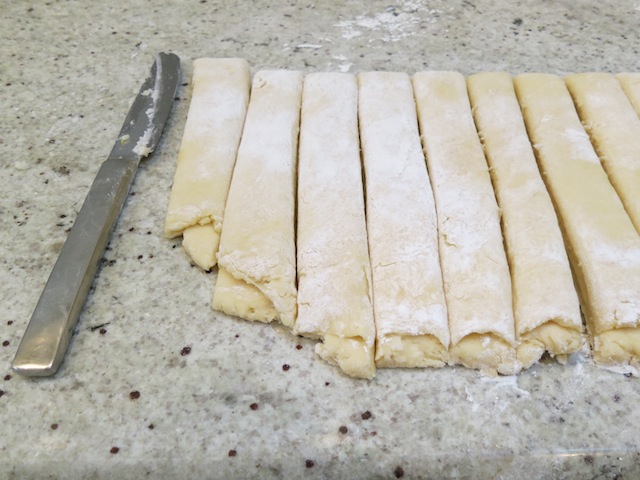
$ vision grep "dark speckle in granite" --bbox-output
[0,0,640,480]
---
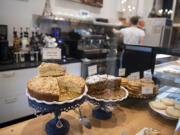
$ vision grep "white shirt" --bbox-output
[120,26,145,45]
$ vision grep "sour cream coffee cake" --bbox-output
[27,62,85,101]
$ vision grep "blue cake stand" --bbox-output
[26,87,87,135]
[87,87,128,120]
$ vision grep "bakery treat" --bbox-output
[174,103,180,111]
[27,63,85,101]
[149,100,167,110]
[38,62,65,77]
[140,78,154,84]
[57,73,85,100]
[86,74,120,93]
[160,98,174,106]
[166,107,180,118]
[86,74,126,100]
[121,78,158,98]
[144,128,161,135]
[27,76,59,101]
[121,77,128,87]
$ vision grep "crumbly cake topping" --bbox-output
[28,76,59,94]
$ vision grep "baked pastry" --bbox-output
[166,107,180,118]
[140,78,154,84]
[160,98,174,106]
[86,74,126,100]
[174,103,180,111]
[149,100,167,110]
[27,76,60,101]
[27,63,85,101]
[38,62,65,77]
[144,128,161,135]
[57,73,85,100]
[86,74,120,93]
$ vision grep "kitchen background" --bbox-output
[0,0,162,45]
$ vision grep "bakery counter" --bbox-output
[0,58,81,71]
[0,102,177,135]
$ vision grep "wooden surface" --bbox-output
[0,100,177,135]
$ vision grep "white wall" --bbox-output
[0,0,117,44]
...
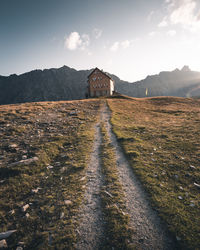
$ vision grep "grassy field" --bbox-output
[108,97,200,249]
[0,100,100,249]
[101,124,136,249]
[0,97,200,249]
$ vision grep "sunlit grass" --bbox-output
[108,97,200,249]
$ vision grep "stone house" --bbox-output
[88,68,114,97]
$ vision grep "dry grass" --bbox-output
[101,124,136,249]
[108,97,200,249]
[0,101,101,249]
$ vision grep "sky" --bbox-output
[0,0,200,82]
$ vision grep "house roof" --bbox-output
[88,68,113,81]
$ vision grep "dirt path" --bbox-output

> _Short task_:
Collect every line of the listing above that contains the string "bakery".

> _Finished exercise_:
$ vision grep "bakery treat" --bbox-output
$ vision grep "bakery counter" --bbox-output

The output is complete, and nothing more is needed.